• Problem description
Copy each line below without leaving any out.

═══ Extracted material ═══

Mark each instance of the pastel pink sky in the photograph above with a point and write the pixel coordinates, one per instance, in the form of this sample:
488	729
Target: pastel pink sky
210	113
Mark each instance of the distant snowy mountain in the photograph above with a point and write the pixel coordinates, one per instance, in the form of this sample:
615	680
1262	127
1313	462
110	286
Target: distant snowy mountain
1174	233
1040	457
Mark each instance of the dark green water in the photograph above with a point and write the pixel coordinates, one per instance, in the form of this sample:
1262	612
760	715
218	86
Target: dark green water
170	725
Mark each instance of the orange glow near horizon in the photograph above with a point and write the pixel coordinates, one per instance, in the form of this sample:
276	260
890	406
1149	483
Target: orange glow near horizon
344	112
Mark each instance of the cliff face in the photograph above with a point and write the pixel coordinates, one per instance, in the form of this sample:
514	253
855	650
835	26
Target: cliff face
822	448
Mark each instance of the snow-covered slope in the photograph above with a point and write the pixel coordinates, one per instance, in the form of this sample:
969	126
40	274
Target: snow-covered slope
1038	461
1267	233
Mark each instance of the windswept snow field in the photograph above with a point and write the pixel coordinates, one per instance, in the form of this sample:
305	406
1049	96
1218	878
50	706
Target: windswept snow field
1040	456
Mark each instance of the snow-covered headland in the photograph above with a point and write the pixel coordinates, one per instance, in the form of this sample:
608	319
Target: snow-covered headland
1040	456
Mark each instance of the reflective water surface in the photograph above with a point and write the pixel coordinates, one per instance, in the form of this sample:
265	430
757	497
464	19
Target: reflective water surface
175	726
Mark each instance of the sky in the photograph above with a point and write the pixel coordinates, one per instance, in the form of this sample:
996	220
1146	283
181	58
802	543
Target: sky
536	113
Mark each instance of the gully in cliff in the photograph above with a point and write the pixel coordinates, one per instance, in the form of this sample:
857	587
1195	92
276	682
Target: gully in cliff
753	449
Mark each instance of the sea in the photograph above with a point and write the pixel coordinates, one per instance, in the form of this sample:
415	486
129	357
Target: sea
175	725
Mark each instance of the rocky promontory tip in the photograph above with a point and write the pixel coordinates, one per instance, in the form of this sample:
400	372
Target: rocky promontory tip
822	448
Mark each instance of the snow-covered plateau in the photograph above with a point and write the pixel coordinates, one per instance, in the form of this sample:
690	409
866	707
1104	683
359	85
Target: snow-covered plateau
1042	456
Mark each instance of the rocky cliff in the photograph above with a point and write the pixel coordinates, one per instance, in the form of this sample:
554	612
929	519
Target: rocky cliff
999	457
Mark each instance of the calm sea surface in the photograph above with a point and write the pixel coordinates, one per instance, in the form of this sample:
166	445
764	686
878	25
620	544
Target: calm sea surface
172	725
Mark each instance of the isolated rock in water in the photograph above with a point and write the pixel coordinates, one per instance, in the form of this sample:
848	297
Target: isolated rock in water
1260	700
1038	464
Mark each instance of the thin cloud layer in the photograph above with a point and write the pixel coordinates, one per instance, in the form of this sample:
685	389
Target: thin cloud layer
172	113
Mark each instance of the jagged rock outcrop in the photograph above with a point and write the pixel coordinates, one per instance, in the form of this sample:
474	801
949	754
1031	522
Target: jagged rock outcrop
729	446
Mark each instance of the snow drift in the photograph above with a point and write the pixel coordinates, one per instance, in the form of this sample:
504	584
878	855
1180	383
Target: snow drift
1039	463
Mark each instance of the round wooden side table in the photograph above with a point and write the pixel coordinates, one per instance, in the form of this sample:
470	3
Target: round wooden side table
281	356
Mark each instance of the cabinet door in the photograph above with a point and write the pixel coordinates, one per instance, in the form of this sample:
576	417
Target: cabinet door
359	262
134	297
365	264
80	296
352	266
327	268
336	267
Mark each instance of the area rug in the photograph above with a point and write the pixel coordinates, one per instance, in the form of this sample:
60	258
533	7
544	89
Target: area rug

═══

• Reply to the exercise
Mark each instance of the pastel pink sky in the photograph above with a point and write the pixel coordinates, one per instance, in the form of this sample:
488	729
Target: pastel pink sky
210	113
Mark each instance of the distant snowy mountain in the photograph above with a point and write the pixel coordinates, one per instance, in the form of this sample:
615	680
1262	127
1313	462
110	286
Target: distant snowy mountain
1174	233
1040	457
Mark each instance of the dark green water in the photograph above with a point and write the pixel coordinates, one per instance, in the form of this sample:
1262	612
760	715
218	86
Target: dark green water
170	725
Mark each instance of the orange glow near horizon in the photograph above with a point and write the pixel coordinates, one per instance, in the form of this sample:
276	260
890	406
1149	483
Target: orange glow near horizon
344	112
Mark each instance of the cliff face in the photograph above with a point and write the pixel coordinates, one per instance, in the form of this sample:
514	253
855	650
835	26
Target: cliff face
822	448
Mark each instance of the snow-covered slope in the photograph above with a point and write the pixel coordinates, one per instance, in the form of this sample:
969	126
40	274
Target: snow-covered slope
1038	461
1267	233
Mark each instance of the windswept snow field in the photograph above with a point and write the pixel coordinates, one per instance, in the form of this sample:
305	406
1049	96
1218	878
50	706
Target: windswept snow field
1040	456
Mark each instance of the snow-covered headland in the photograph above with a point and write the pixel coordinates, one per instance, in the form of this sample:
608	319
Target: snow-covered headland
1040	456
Mark each instance of the reflective water surface in the photograph above with a point and write the pixel coordinates, one per instance, in the form of this sample:
265	430
757	497
464	19
Target: reflective water surface
175	726
Mark each instance of the sky in the photograph above with a point and write the pixel coordinates, one per instance, in the form of this sample:
996	220
1146	283
181	58
802	543
Target: sky
536	113
Mark each instance of the gully in cliff in the photograph above with a point and write the pixel coordinates, one per instance, in the form of this sample:
857	587
1195	92
276	682
Target: gully in cliff
753	449
Mark each instance of the sea in the photograph above with a point and write the pixel coordinates, one per instance, in the form of this sample:
415	486
129	357
Target: sea
175	725
Mark each instance of the rocky promontory tip in the photograph above with a point and write the pixel coordinates, one per instance, in the form of this sample:
400	372
Target: rocky promontory tip
822	448
Mark each instance of the snow-covered plateau in the photograph above with a point and write the pixel coordinates, one per instance, in the form of this sample:
690	409
866	707
1104	683
359	85
Target: snow-covered plateau
1042	456
Mark each instance of the rocky cliff in the photograph above with a point and write the pixel coordinates, one per instance, in the form of this sample:
554	612
929	519
Target: rocky cliff
999	457
Mark each instance of the calm sea surface in the photograph above with a point and write the pixel coordinates, one per instance, in the form of this sample:
166	445
764	686
878	25
620	544
Target: calm sea surface
172	725
Mark each instance of the isolated rock in water in the photograph above with a point and write the pixel coordinates, one per instance, in the form of this sample:
848	297
Target: isolated rock in water
1260	700
1038	464
Mark each instance of the thin cloud layer in the photograph above with a point and write the pixel coordinates, one per instance, in the form of this sample:
685	389
Target: thin cloud layer
172	113
Mark each instance of the jagged rock outcrop in the photograph above with a point and write the pixel coordinates, one per instance, in the form of this sample:
474	801
949	754
1031	522
Target: jagged rock outcrop
729	446
Mark each instance of the snow drift in the photograph above with a point and write the pixel coordinates, one per instance, in the form of this sample:
504	584
878	855
1180	383
Target: snow drift
1039	463
Mark each instance of the round wooden side table in the photograph above with a point and write the pixel coordinates, one per instance, in the form of this sample:
470	3
Target: round wooden side table
281	356
Mark each instance of the cabinet door in the photograph above with a point and write the pixel coordinates, one per instance, in the form of this sample:
576	417
Target: cabinet door
359	262
134	297
365	264
80	296
352	266
327	268
336	267
Mark each instance of the area rug in the photograph above with a point and write the pixel coordinates, one per instance, in the form of this sample:
60	258
533	7
544	89
Target: area rug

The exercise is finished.